WHAT IS REQUIRED:
The lines to repeat are those below from the one containing "Target: exposed roof framing" down to the one containing "Target: concrete wall", both included; reproduce them exactly and nothing else.

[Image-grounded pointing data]
*** Block opens ***

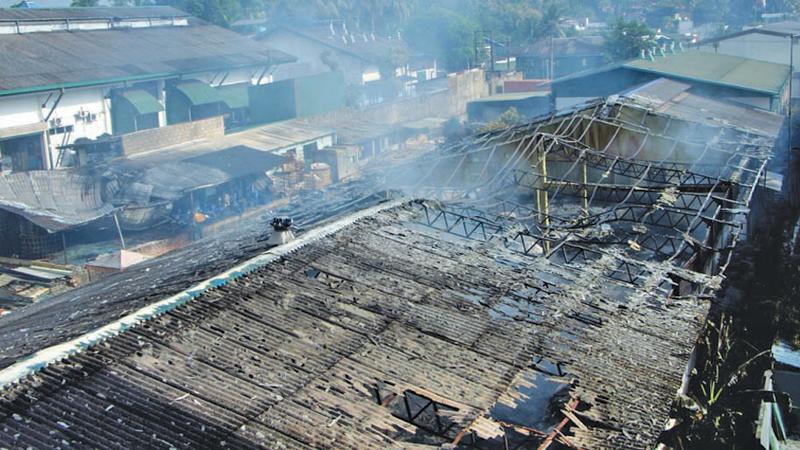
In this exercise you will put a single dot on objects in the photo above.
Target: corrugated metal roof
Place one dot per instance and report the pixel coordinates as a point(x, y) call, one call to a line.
point(38, 14)
point(142, 101)
point(37, 61)
point(199, 93)
point(670, 97)
point(53, 200)
point(716, 68)
point(172, 180)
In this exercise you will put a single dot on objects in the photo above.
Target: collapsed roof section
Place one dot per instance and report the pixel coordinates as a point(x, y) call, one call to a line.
point(394, 330)
point(53, 200)
point(556, 299)
point(651, 194)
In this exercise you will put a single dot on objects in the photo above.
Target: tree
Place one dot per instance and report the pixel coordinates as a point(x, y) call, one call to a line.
point(511, 117)
point(444, 33)
point(626, 40)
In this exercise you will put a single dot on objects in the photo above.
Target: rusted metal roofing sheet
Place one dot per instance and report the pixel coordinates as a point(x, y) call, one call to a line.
point(53, 200)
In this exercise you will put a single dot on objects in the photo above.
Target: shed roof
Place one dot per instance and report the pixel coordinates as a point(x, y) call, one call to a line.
point(718, 69)
point(512, 97)
point(672, 98)
point(54, 200)
point(172, 180)
point(99, 12)
point(41, 61)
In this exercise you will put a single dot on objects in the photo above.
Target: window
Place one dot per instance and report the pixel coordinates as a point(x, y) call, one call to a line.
point(61, 130)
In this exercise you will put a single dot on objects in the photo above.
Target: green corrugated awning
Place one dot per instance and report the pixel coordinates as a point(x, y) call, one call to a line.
point(199, 93)
point(235, 95)
point(143, 101)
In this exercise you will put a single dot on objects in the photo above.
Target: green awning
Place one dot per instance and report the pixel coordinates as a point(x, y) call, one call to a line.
point(235, 95)
point(142, 101)
point(199, 93)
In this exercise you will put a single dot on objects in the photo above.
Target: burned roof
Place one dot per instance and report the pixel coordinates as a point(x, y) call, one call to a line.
point(172, 180)
point(53, 200)
point(61, 59)
point(63, 317)
point(553, 293)
point(387, 330)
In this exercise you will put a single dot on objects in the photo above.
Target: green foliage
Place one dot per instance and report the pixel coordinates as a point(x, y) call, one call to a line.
point(511, 117)
point(626, 40)
point(444, 33)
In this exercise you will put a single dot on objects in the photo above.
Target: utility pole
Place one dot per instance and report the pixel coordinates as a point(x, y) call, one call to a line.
point(791, 82)
point(491, 49)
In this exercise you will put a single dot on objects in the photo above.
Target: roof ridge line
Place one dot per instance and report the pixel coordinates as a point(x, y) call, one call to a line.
point(55, 353)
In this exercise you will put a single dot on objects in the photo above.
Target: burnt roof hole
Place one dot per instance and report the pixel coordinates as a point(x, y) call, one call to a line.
point(538, 405)
point(549, 367)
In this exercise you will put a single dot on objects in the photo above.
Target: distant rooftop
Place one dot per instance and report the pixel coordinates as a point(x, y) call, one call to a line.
point(101, 52)
point(716, 68)
point(48, 14)
point(358, 43)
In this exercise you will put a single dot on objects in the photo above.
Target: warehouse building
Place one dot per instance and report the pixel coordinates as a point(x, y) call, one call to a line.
point(69, 74)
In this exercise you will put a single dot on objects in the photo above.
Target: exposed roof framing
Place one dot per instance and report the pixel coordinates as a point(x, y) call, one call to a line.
point(564, 259)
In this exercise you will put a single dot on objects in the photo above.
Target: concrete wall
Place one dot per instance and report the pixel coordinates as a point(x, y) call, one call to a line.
point(153, 139)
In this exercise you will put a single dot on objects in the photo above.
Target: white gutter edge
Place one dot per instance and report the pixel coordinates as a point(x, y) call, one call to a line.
point(41, 359)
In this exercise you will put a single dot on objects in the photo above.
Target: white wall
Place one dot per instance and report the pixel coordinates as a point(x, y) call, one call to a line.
point(322, 142)
point(19, 110)
point(89, 100)
point(759, 46)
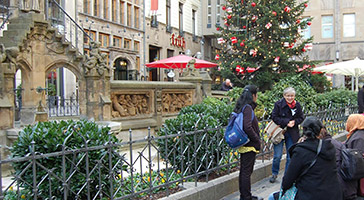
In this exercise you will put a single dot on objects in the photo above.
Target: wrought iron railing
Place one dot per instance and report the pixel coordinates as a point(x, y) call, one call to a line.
point(61, 107)
point(65, 24)
point(150, 165)
point(5, 13)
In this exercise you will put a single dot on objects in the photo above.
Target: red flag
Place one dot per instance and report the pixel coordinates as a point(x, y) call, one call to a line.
point(154, 5)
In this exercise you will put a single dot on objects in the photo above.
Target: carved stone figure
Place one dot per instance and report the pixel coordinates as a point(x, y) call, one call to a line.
point(174, 102)
point(129, 104)
point(8, 54)
point(96, 62)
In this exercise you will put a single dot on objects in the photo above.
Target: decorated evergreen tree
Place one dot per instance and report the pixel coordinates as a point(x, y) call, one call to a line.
point(262, 41)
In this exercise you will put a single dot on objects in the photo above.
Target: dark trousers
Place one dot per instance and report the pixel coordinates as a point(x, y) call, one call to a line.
point(246, 169)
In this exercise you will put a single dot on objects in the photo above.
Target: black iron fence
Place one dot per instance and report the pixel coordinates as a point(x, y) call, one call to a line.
point(59, 106)
point(149, 166)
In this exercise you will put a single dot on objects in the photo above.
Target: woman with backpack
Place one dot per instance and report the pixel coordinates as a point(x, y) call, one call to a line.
point(355, 140)
point(247, 100)
point(312, 169)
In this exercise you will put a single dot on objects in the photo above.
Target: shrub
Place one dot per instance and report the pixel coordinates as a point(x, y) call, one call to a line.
point(336, 97)
point(182, 148)
point(48, 137)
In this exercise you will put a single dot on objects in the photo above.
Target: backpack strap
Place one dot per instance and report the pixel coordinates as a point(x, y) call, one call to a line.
point(314, 161)
point(251, 108)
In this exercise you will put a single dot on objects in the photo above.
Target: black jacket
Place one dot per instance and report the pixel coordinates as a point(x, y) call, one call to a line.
point(251, 127)
point(282, 114)
point(356, 141)
point(320, 181)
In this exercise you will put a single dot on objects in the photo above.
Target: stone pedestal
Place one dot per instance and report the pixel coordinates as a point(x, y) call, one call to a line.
point(98, 105)
point(6, 113)
point(197, 80)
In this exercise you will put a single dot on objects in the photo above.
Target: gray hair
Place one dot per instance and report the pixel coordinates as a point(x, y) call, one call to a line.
point(289, 90)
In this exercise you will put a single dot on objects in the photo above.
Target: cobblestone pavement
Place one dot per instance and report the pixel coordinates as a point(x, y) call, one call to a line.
point(261, 188)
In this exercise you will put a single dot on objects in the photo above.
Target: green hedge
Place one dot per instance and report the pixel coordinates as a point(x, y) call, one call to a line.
point(48, 137)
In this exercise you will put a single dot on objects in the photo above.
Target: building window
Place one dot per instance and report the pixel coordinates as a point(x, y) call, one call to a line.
point(349, 25)
point(117, 41)
point(136, 17)
point(96, 7)
point(136, 46)
point(194, 24)
point(306, 33)
point(106, 9)
point(104, 40)
point(137, 62)
point(128, 13)
point(114, 10)
point(180, 8)
point(127, 43)
point(218, 12)
point(209, 14)
point(327, 26)
point(86, 6)
point(86, 39)
point(122, 12)
point(107, 57)
point(168, 15)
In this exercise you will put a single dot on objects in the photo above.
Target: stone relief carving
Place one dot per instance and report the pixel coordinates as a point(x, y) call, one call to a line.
point(8, 54)
point(30, 5)
point(174, 102)
point(96, 62)
point(124, 105)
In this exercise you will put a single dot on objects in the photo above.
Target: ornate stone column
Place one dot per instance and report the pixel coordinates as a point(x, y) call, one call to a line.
point(7, 73)
point(97, 73)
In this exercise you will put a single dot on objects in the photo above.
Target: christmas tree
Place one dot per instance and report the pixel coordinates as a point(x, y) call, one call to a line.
point(262, 41)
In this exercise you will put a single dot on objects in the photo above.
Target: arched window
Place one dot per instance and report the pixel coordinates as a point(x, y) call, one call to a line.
point(121, 69)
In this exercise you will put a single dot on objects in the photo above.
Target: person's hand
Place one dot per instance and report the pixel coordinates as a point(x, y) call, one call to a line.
point(302, 139)
point(290, 124)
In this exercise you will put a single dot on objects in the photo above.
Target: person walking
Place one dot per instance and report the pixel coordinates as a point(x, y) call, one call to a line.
point(355, 140)
point(226, 85)
point(361, 100)
point(287, 112)
point(248, 152)
point(312, 168)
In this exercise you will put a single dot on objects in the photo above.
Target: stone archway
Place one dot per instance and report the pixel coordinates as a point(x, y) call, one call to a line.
point(62, 83)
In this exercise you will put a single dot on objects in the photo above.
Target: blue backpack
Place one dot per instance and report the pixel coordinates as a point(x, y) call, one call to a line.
point(235, 135)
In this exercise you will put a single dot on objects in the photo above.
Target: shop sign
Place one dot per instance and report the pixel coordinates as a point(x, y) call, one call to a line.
point(178, 41)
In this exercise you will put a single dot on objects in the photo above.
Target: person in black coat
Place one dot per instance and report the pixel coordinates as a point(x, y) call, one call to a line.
point(321, 180)
point(287, 113)
point(355, 140)
point(248, 152)
point(226, 85)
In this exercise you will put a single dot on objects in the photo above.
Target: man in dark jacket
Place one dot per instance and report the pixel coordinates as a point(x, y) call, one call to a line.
point(321, 180)
point(287, 113)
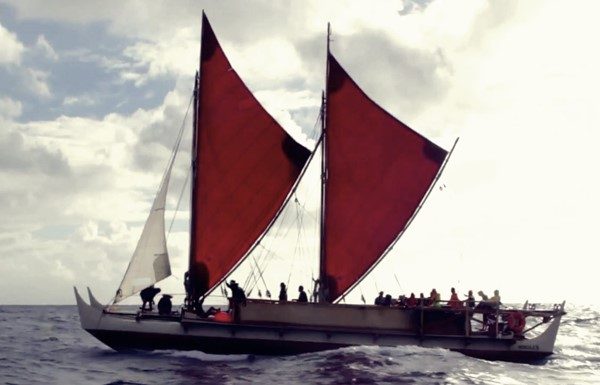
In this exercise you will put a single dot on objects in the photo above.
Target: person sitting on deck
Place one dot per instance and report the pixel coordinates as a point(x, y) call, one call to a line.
point(148, 295)
point(282, 293)
point(454, 302)
point(165, 305)
point(302, 296)
point(482, 295)
point(402, 302)
point(387, 301)
point(470, 300)
point(411, 301)
point(432, 298)
point(237, 293)
point(496, 297)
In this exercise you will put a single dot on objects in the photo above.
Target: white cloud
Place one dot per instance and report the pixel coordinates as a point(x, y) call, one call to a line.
point(37, 82)
point(517, 81)
point(10, 108)
point(43, 46)
point(12, 48)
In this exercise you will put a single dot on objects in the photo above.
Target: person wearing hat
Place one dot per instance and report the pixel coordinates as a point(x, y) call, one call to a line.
point(165, 305)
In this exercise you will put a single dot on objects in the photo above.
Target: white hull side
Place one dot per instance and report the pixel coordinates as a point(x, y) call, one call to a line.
point(127, 332)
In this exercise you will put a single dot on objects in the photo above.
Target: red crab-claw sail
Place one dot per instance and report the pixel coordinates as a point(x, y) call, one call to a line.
point(245, 166)
point(378, 171)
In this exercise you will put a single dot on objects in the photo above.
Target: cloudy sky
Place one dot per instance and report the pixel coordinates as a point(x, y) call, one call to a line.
point(92, 95)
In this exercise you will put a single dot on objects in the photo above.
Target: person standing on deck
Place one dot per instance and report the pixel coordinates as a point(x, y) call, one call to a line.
point(454, 301)
point(483, 296)
point(496, 298)
point(302, 296)
point(470, 300)
point(282, 293)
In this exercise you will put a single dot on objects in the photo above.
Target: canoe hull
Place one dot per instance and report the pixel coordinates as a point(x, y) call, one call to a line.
point(128, 331)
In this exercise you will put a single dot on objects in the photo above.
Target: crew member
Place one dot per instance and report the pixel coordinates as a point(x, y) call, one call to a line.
point(165, 305)
point(302, 296)
point(282, 292)
point(148, 295)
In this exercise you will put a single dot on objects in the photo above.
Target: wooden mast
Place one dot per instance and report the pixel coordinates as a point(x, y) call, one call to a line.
point(323, 297)
point(194, 165)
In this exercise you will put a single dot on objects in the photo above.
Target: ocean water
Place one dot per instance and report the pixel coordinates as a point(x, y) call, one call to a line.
point(46, 345)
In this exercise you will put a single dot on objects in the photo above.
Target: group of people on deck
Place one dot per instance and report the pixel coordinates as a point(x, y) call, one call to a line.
point(435, 300)
point(302, 297)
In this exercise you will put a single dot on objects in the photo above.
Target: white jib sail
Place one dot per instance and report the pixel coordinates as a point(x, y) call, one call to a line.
point(150, 261)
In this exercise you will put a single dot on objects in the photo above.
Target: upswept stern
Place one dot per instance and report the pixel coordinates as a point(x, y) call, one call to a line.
point(89, 315)
point(546, 340)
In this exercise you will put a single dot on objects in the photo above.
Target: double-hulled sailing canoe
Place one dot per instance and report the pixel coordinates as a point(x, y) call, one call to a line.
point(376, 173)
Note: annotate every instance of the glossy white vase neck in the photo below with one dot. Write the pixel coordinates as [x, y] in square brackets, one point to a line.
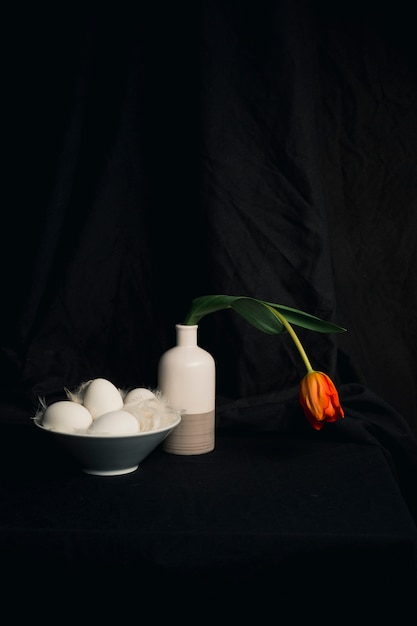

*** Block closes ***

OUTPUT BELOW:
Target: exposed roof framing
Place one dot per instance and report the pixel coordinates as a point(x, y) call, one call to a line.
point(564, 259)
In this exercise you will put a single dot on objects in the photo above.
Target: concrete wall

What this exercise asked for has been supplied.